WHAT THE TASK ASKS: Whenever the word "mountain" turns up in a line below, that line should be copied.

DATASET EXTRACT:
────────────────────
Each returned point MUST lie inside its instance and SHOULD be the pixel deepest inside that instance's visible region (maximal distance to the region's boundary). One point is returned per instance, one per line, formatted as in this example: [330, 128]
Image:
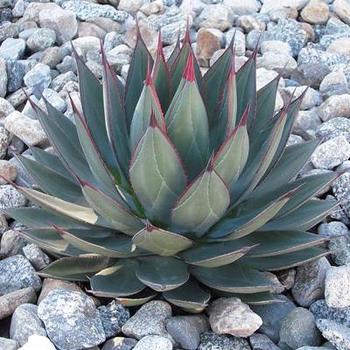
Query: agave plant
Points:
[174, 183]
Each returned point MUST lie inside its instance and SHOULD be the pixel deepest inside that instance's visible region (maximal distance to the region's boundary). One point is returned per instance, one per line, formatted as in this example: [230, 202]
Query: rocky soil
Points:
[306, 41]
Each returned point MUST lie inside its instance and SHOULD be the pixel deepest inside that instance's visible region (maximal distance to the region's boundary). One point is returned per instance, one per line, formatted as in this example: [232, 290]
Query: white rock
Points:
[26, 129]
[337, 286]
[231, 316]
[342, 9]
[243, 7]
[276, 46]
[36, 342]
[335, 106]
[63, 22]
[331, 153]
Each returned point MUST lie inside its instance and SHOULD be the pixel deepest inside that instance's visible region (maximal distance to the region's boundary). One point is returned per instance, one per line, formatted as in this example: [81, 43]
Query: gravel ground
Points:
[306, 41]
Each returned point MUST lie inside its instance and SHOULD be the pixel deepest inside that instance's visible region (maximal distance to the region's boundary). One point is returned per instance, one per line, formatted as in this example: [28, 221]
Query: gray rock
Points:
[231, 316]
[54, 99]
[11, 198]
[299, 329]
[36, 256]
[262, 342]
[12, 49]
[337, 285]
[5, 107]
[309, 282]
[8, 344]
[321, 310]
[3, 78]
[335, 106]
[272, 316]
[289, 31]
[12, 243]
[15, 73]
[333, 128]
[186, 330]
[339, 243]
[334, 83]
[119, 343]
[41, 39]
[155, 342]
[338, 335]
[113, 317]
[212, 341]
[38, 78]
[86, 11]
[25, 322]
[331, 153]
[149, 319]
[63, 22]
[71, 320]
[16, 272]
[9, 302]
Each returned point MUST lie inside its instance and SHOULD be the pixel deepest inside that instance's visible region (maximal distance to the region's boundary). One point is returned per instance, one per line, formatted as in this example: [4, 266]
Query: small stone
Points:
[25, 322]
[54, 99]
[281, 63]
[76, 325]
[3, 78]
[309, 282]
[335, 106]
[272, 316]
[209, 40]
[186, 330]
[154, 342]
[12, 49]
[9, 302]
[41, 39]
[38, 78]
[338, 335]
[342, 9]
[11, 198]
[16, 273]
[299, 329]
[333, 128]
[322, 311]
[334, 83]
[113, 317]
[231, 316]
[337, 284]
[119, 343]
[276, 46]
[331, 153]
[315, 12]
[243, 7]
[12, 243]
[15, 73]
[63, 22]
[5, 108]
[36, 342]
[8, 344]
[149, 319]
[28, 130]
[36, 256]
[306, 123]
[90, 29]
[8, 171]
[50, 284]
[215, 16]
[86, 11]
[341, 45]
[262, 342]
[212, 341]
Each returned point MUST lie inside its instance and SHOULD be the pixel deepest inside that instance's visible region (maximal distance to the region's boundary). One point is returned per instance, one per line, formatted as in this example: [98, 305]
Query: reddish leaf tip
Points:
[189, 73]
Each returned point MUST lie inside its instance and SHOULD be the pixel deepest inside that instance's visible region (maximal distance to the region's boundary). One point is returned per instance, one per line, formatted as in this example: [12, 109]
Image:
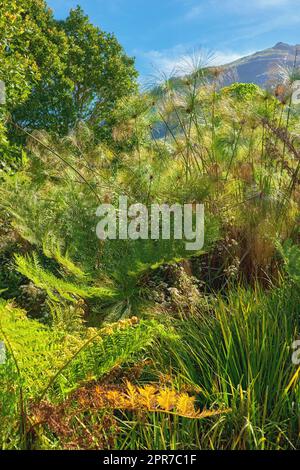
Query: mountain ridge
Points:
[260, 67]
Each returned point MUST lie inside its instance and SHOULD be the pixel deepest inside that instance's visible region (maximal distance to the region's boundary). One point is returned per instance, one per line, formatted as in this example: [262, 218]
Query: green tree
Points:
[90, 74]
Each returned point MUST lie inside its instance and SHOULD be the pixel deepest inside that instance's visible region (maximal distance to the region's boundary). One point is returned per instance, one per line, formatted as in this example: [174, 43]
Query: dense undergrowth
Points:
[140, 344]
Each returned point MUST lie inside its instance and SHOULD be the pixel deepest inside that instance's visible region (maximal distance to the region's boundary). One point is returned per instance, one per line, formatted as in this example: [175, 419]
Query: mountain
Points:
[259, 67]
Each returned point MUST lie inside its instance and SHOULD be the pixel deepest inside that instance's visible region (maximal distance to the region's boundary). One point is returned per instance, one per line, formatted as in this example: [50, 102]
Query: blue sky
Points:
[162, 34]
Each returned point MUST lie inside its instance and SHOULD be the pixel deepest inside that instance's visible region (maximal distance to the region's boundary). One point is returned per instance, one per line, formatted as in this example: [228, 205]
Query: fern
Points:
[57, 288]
────────────────────
EXPECTED ANSWER:
Query: mountain ridge
Query: mountain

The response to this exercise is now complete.